• Supplied material:
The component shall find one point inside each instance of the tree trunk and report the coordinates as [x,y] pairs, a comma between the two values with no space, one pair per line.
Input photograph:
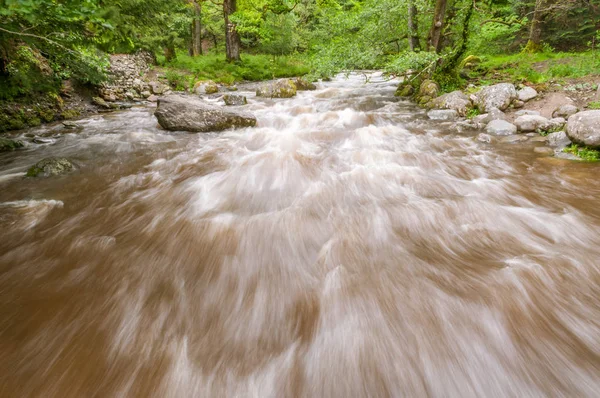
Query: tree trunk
[437,27]
[170,54]
[232,39]
[534,44]
[413,29]
[197,29]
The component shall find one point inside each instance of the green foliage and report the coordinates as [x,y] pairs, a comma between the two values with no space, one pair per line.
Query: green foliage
[594,105]
[251,68]
[583,152]
[472,112]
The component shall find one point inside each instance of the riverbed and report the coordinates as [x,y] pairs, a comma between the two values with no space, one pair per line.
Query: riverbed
[347,246]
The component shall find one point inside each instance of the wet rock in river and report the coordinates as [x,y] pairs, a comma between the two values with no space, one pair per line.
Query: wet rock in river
[584,128]
[303,85]
[9,145]
[455,100]
[500,127]
[559,140]
[231,99]
[497,96]
[485,138]
[527,123]
[50,167]
[186,113]
[526,94]
[442,114]
[565,111]
[284,88]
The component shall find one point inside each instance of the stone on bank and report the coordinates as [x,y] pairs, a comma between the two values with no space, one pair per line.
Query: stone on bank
[584,128]
[186,113]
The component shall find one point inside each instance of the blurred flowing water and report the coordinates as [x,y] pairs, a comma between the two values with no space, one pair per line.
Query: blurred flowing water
[345,247]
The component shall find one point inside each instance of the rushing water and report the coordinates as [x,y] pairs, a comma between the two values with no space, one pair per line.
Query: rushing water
[345,247]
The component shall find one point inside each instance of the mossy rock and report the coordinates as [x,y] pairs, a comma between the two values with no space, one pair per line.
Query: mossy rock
[470,62]
[429,88]
[69,114]
[284,88]
[9,145]
[404,90]
[50,167]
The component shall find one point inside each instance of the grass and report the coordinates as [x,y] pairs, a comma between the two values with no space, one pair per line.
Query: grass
[584,153]
[536,68]
[594,105]
[185,70]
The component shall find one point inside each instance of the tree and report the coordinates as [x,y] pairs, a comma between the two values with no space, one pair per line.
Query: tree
[413,29]
[196,42]
[232,38]
[437,26]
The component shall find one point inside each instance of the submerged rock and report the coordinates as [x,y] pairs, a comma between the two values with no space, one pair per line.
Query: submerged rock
[497,96]
[456,100]
[429,88]
[206,87]
[284,88]
[526,94]
[50,167]
[544,150]
[523,112]
[187,113]
[231,99]
[9,145]
[565,111]
[559,140]
[303,85]
[528,123]
[584,128]
[442,114]
[404,90]
[485,138]
[500,127]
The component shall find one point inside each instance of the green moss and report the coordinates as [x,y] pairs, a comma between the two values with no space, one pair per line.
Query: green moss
[9,145]
[47,114]
[583,152]
[594,105]
[214,67]
[70,113]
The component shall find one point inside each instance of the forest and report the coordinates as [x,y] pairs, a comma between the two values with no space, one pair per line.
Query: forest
[44,42]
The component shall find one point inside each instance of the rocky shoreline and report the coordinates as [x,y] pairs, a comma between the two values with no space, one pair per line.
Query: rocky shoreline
[502,112]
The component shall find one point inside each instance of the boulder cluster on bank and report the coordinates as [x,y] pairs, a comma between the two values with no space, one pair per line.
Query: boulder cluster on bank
[191,113]
[485,108]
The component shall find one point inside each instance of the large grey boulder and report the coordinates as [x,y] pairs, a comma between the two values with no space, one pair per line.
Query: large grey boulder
[559,140]
[500,127]
[442,114]
[493,114]
[565,111]
[231,99]
[526,112]
[527,123]
[50,167]
[584,128]
[283,88]
[497,96]
[303,85]
[526,94]
[9,145]
[206,87]
[187,113]
[455,100]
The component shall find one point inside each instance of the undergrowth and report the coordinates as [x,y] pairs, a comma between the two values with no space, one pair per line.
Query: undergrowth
[536,68]
[185,70]
[583,152]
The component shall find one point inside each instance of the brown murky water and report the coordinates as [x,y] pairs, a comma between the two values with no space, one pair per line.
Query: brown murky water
[346,247]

• Objective: Please copy out everything from the line containing "of the forest" down to the last of the lines above, keeping every line and shifting each coordinate value by -71.

• Written solution:
The component shall find one point inside each instance of the forest and report the coordinates as [x,y] pairs, a comma between the two values with no space, one pair per line.
Query: forest
[-27,-29]
The component shall find one point inside each instance of the rocky shoreline and report the coordinates as [x,y] pairs, a comma between the two values with no space, one pair per line.
Query: rocky shoreline
[431,41]
The component shall find one point inside each instance of the boulder cluster on bank and report the coordinates as [x,y] pairs, a comma between the two values with no space, one pair per line.
Query: boulder cluster on bank
[120,42]
[414,37]
The component shall find one point inside each instance of the large grey boulder and report the coordinates as [x,y] pairs, a comma between the two values with no space, one pair per line.
Query: large grey boulder
[488,69]
[429,56]
[371,43]
[422,43]
[494,40]
[160,28]
[455,41]
[456,52]
[-21,96]
[513,57]
[212,17]
[426,25]
[232,14]
[455,23]
[-62,74]
[135,16]
[116,42]
[384,29]
The component shall find one point inside each instance of the undergrowth and report the coordinates as [x,y] pairs, a comma between the two values with no space, one pair per line.
Query: undergrowth
[465,-3]
[114,-1]
[512,81]
The component shall find one point inside each instance of the brown murky water and report the coordinates as [x,y] pairs, a comma between the two values with no space, one pair per line.
Query: brown murky water
[275,176]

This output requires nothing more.